Given entries =>
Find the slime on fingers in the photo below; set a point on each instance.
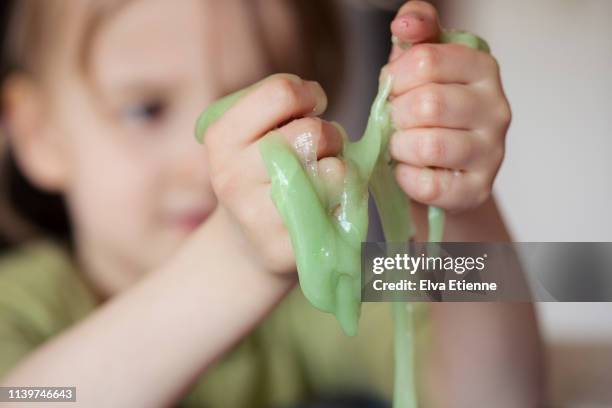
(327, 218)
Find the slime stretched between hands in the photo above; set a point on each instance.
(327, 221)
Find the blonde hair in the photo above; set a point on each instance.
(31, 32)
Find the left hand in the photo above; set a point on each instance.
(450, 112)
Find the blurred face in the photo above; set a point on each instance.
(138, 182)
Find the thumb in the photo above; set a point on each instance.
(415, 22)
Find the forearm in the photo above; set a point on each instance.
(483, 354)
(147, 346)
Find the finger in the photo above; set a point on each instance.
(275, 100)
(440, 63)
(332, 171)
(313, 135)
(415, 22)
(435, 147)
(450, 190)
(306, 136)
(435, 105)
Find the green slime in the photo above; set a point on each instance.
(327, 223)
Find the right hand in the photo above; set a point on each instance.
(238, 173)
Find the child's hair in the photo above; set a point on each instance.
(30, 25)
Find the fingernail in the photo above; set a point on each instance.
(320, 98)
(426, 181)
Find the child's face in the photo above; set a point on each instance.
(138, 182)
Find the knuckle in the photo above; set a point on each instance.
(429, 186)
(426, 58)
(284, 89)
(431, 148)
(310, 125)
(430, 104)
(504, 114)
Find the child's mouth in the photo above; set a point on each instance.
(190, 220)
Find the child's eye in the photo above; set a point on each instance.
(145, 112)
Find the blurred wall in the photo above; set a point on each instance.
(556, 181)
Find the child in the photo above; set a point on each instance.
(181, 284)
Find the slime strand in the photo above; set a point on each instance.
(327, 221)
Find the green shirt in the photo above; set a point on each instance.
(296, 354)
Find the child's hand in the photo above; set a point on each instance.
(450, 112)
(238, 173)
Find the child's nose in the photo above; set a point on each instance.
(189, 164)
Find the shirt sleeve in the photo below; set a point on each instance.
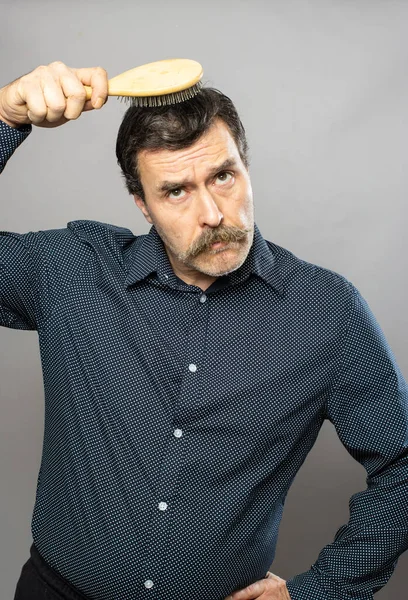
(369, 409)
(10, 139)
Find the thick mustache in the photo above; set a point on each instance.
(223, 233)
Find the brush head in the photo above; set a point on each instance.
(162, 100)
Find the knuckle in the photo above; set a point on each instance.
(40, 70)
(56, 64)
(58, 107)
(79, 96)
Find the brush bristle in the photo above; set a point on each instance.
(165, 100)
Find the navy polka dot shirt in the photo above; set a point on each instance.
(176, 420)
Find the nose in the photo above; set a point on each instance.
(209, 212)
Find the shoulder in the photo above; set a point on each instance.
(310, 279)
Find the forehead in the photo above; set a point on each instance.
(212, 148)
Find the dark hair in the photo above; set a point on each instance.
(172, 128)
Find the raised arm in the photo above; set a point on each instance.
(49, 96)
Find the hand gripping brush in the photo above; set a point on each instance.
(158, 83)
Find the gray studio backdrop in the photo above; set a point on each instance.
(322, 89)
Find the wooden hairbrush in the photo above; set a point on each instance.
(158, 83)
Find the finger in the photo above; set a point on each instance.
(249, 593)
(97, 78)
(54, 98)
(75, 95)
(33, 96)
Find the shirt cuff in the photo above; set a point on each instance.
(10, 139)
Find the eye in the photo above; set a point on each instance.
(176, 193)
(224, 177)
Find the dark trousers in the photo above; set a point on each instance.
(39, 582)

--

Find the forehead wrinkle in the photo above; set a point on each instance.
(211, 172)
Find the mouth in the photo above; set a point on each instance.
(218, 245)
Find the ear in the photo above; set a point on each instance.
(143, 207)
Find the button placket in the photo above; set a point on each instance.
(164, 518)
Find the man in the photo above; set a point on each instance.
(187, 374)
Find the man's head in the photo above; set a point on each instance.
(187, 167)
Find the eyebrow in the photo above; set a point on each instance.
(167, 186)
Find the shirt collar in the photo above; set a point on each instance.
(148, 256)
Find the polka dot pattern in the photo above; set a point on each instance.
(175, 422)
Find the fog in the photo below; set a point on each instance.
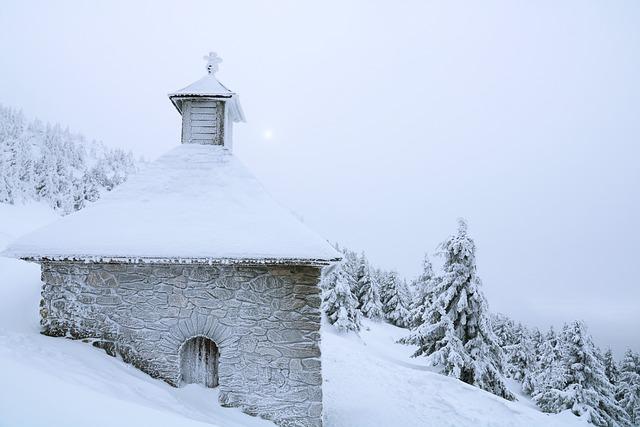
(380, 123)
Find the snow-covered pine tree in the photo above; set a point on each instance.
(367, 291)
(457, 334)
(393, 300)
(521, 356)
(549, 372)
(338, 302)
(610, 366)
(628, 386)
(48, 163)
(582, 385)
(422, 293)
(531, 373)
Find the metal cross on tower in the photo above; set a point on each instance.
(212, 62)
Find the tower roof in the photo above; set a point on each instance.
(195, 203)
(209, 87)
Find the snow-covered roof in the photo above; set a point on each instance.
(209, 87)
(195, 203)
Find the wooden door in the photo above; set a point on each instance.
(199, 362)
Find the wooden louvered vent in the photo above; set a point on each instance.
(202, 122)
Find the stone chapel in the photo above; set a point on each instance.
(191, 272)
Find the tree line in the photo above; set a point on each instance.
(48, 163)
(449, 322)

Short exercise =>
Pull out each line of the records above that contains the string "blurred", and match its case exactly.

Task result =>
Find the blurred face in the photo above; set a point on each instance.
Find the blurred wall in the photo above; set a point on each instance.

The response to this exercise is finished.